● УСЛОВИЕ ЗАДАНИЯ:
Пожалуйста, переименуйте во всех данных «rough mask» в «coarse mask». Остальное перепишите без изменений.

● ДАННЫЕ ДЛЯ ЗАДАНИЯ:
+ + +
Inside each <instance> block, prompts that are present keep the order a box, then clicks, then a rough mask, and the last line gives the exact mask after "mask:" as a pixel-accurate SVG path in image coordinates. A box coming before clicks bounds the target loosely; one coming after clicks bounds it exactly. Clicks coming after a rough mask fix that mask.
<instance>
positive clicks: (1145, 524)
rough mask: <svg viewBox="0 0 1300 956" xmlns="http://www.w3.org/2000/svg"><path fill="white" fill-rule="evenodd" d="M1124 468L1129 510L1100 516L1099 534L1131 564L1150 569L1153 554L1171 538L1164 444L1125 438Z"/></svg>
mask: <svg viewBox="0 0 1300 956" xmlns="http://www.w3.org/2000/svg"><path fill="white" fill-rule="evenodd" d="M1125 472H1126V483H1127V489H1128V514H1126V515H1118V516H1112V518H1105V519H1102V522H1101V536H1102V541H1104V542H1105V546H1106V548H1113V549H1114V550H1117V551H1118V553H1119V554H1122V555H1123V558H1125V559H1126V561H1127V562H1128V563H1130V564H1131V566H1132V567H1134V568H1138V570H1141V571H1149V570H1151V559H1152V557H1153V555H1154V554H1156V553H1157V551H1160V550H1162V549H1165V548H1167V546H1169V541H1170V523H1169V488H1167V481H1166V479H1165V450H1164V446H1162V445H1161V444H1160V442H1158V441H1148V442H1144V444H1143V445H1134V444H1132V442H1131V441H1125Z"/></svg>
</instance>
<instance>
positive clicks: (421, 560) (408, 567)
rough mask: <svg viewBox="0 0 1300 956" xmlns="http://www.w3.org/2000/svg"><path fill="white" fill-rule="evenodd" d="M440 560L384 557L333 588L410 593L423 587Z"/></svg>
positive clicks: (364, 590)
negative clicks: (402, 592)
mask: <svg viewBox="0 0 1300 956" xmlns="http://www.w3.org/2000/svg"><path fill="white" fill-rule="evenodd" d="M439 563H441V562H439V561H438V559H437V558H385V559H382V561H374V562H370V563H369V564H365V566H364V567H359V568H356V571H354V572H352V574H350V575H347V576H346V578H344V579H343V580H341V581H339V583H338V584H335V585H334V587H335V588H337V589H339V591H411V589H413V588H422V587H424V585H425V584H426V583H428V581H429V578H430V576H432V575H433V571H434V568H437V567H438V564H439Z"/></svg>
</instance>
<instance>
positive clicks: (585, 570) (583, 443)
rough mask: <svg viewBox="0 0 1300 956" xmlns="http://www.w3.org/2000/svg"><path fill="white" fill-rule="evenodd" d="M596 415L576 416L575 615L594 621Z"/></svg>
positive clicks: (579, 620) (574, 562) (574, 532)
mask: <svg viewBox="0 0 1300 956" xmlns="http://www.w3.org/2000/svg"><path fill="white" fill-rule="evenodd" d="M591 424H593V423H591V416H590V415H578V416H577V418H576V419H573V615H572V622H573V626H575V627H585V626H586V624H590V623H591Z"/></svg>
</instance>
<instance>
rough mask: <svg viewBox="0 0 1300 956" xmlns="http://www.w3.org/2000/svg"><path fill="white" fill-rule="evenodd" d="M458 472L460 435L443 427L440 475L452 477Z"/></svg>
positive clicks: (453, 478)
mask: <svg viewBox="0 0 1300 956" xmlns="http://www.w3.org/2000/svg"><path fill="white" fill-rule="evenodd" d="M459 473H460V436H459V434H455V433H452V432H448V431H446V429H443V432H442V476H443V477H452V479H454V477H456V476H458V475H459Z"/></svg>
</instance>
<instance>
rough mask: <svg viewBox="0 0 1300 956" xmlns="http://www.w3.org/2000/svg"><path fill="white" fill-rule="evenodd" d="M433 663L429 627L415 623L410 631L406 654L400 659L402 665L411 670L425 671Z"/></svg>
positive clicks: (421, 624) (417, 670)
+ + +
● ВАШ ОТВЕТ:
Inside each <instance> block, prompts that are present keep the order a box, then clicks, then a coarse mask, and the last line gives the exact mask after "mask:" as a pixel-accurate SVG path in image coordinates. A box coming before clicks bounds the target loosely; one coming after clicks bounds it exactly. Clicks coming after a coarse mask fix that mask.
<instance>
positive clicks: (1145, 524)
coarse mask: <svg viewBox="0 0 1300 956" xmlns="http://www.w3.org/2000/svg"><path fill="white" fill-rule="evenodd" d="M1124 468L1129 510L1100 516L1099 534L1131 564L1150 569L1153 554L1171 538L1164 444L1125 438Z"/></svg>
mask: <svg viewBox="0 0 1300 956" xmlns="http://www.w3.org/2000/svg"><path fill="white" fill-rule="evenodd" d="M1125 472H1126V483H1127V489H1128V514H1126V515H1118V516H1112V518H1105V519H1102V522H1101V536H1102V541H1104V542H1105V546H1106V548H1113V549H1114V550H1117V551H1118V553H1119V554H1122V555H1123V558H1125V559H1126V561H1127V562H1128V563H1130V564H1131V566H1132V567H1134V568H1138V570H1141V571H1149V570H1151V559H1152V557H1153V555H1154V554H1156V553H1157V551H1160V550H1162V549H1165V548H1167V546H1169V541H1170V523H1169V488H1167V481H1166V479H1165V450H1164V446H1162V445H1161V444H1160V442H1158V441H1148V442H1144V444H1143V445H1134V444H1132V442H1131V441H1125Z"/></svg>
</instance>
<instance>
positive clicks: (421, 560) (408, 567)
coarse mask: <svg viewBox="0 0 1300 956" xmlns="http://www.w3.org/2000/svg"><path fill="white" fill-rule="evenodd" d="M440 560L384 557L333 588L410 593L423 587Z"/></svg>
positive clicks: (364, 590)
negative clicks: (402, 592)
mask: <svg viewBox="0 0 1300 956" xmlns="http://www.w3.org/2000/svg"><path fill="white" fill-rule="evenodd" d="M439 563H441V562H439V561H438V559H437V558H385V559H382V561H374V562H370V563H369V564H365V566H364V567H359V568H356V571H354V572H352V574H350V575H347V576H346V578H344V579H343V580H341V581H339V583H338V584H335V585H334V587H335V588H337V589H339V591H411V589H413V588H422V587H424V585H425V584H426V583H428V581H429V578H430V576H432V575H433V571H434V568H437V567H438V564H439Z"/></svg>
</instance>
<instance>
positive clicks: (585, 570) (583, 443)
coarse mask: <svg viewBox="0 0 1300 956" xmlns="http://www.w3.org/2000/svg"><path fill="white" fill-rule="evenodd" d="M596 415L576 416L575 615L594 621Z"/></svg>
positive clicks: (579, 620) (574, 562) (574, 532)
mask: <svg viewBox="0 0 1300 956" xmlns="http://www.w3.org/2000/svg"><path fill="white" fill-rule="evenodd" d="M591 424H593V423H591V416H590V415H578V416H577V418H576V419H573V615H572V622H573V626H575V627H585V626H586V624H590V623H591Z"/></svg>
</instance>
<instance>
coarse mask: <svg viewBox="0 0 1300 956" xmlns="http://www.w3.org/2000/svg"><path fill="white" fill-rule="evenodd" d="M458 472L460 435L443 427L440 475L452 477Z"/></svg>
positive clicks: (453, 478)
mask: <svg viewBox="0 0 1300 956" xmlns="http://www.w3.org/2000/svg"><path fill="white" fill-rule="evenodd" d="M459 473H460V436H459V434H455V433H452V432H448V431H446V429H443V432H442V476H443V477H452V479H454V477H456V476H458V475H459Z"/></svg>
</instance>
<instance>
coarse mask: <svg viewBox="0 0 1300 956" xmlns="http://www.w3.org/2000/svg"><path fill="white" fill-rule="evenodd" d="M433 663L429 627L415 623L410 631L406 654L400 659L402 665L411 670L425 671Z"/></svg>
positive clicks: (421, 624) (417, 670)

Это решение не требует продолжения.